# Examples for Name Matching (using Spark)

This notebook illustrate basic usage of name matching algorithm from the `entity_matching_model` package.

In [None]:
import emm

In [None]:
from pyspark import SparkConf
from pyspark.sql import SparkSession
from emm import SparkEntityMatching

import warnings
warnings.filterwarnings("ignore")

In [None]:
# create spark session
conf = {
"spark.driver.memory": "4G",
"spark.driver.memoryOverhead": "4G",
"spark.driver.maxResultSize": "1G",
"spark.executor.memory": "4G",
"spark.executor.memoryOverhead": "4G",
"spark.sql.shuffle.partitions": 1,  # because in examples we use very small datasets
}

conf = [(k, v) for k, v in conf.items()]
config = SparkConf().setAll(conf)

spark_session = SparkSession.builder.appName("Spark EMM Example").config(conf=config)
spark = spark_session.getOrCreate()


In [None]:
gt = spark.createDataFrame([
    (1, 'John Smith LLC'),
    (2, 'ING LLC'),
    (3, 'John Doe LLC'),
    (4, 'Zhe Sun G.M.B.H'),
    (5, 'Random GMBH'),
], ['id', 'name'])
gt.show(10, False)

Prepare very simple supervised model (only for illustration purposes).
For production usage use model trained by Core Algo or train your own on real data.

In [None]:
from emm.supervised_model.base_supervised_model import train_test_model
from emm.helper.io import save_file
from emm.data import create_training_data

df, vocabulary = create_training_data()
sem, _= train_test_model(df, vocabulary, name_only=False)
save_file("sem.pkl", sem)
sem_nm, _ = train_test_model(df, vocabulary, name_only=True)
save_file("sem_nm.pkl", sem_nm)

Supplied data:
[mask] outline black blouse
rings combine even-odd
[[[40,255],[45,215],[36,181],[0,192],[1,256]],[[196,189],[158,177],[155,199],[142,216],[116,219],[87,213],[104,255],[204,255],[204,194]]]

Problems to solve:
1. Reproduce the part of the Spark name-matching notebook starting at "For production usage" and ending at "train_test_model(df, vocabulary, name_only=False)".
2. In the Spark name-matching notebook, what value is "spark.sql.shuffle.partitions" given, and what reason does the code comment state for it?
3. For each statement, say whether it agrees with the Spark name-matching notebook. Answer yes or no and quote the deciding words.
(a) The driver memory is set to 4G.
(b) The simple supervised model is intended for production use.
(c) The model trained with name_only=True is saved to "sem.pkl".

Full solutions:
1.
For production usage use model trained by Core Algo or train your own on real data.

In [None]:
from emm.supervised_model.base_supervised_model import train_test_model
from emm.helper.io import save_file
from emm.data import create_training_data

df, vocabulary = create_training_data()
sem, _= train_test_model(df, vocabulary, name_only=False)

2. It is set to 1, because the examples use very small datasets.

3.
(a) Yes: "spark.driver.memory": "4G"
(b) No: "Prepare very simple supervised model (only for illustration purposes)."
(c) No: save_file("sem_nm.pkl", sem_nm)